Problem to work on:
Below are entries. Pull out all lines containing "concrete".

*** Provided material ***

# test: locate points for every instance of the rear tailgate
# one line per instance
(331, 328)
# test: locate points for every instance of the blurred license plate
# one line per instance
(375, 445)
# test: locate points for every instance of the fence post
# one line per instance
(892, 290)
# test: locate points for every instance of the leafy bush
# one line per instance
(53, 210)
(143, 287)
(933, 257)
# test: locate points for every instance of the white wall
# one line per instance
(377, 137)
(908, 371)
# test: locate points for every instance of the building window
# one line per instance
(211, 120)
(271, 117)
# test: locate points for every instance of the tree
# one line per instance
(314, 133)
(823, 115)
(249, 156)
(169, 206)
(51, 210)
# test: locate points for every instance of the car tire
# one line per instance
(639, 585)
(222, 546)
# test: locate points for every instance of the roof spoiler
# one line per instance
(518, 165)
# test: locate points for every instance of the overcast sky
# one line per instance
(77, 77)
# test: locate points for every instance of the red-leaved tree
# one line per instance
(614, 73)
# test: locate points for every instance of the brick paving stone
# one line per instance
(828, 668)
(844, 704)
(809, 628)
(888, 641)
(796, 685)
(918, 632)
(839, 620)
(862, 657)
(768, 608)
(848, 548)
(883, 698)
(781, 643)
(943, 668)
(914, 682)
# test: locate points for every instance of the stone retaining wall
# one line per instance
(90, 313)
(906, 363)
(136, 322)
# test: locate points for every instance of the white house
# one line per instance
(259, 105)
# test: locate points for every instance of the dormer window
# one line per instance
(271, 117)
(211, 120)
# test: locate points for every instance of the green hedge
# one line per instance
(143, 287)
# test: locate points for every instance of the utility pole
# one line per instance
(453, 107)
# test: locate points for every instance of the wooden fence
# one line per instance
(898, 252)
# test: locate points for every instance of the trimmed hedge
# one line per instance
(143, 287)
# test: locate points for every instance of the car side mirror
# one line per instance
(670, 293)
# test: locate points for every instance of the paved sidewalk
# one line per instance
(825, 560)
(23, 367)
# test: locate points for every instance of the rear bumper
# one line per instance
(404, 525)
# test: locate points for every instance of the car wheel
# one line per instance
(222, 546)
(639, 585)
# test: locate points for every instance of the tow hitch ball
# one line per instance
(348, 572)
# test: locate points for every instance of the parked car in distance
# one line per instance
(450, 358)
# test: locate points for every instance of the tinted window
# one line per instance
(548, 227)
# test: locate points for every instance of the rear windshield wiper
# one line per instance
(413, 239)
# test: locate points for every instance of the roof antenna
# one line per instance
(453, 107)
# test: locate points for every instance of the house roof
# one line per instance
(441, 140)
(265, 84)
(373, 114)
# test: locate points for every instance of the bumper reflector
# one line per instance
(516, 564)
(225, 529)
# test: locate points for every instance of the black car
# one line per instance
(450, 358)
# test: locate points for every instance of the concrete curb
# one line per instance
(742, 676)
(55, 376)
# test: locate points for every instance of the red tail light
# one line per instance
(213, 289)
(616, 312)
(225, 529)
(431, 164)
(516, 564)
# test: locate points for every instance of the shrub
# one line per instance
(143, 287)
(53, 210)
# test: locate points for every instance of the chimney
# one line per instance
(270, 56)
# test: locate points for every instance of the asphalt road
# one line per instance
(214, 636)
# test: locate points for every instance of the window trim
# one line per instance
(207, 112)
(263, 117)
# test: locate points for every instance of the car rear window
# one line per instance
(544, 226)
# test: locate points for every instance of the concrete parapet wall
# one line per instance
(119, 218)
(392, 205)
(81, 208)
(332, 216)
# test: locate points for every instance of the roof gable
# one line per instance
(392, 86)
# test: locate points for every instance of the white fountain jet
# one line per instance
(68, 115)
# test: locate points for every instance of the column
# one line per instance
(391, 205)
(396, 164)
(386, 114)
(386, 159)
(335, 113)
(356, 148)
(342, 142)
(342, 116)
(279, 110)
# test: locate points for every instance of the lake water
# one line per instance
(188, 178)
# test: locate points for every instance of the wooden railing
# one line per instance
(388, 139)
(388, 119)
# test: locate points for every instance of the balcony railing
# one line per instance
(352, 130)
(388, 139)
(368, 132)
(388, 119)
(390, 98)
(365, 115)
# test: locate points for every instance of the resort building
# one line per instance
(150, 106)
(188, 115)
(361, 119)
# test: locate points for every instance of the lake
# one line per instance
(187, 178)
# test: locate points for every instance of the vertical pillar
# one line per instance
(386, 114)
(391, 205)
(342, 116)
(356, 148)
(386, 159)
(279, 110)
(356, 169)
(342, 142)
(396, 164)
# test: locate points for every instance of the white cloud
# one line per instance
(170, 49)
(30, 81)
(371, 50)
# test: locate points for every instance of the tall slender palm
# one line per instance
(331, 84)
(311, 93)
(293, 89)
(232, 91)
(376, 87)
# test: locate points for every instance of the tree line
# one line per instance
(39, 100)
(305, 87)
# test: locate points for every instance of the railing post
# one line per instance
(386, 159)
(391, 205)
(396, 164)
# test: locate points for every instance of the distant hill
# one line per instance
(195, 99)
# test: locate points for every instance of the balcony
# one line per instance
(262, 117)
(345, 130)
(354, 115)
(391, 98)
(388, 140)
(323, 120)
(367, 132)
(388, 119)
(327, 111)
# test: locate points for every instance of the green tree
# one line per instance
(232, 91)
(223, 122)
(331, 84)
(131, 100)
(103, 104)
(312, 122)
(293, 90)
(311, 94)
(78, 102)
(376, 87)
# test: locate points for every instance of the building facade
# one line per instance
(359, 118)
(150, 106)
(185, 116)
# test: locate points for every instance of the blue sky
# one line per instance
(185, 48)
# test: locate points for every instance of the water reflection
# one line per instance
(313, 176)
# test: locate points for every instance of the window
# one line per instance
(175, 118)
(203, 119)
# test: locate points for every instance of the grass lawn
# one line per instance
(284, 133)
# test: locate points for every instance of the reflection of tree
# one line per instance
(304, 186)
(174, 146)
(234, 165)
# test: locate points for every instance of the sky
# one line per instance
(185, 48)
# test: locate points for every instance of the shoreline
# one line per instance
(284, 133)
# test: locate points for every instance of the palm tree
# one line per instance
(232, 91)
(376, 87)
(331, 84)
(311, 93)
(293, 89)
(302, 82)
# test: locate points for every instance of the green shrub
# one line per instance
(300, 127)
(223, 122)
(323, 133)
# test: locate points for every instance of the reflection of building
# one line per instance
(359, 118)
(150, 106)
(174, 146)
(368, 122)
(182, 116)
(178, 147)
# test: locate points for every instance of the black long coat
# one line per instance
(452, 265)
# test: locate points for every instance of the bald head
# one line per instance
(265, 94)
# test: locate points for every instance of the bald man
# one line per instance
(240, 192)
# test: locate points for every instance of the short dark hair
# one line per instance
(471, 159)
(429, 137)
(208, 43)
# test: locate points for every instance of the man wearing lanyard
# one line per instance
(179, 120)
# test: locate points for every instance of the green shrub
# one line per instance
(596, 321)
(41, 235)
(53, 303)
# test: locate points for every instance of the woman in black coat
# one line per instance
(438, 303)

*** End of Provided material ***

Reply:
# test: locate points for every instance of the concrete curb
# test: locate points for every instance of the concrete parapet wall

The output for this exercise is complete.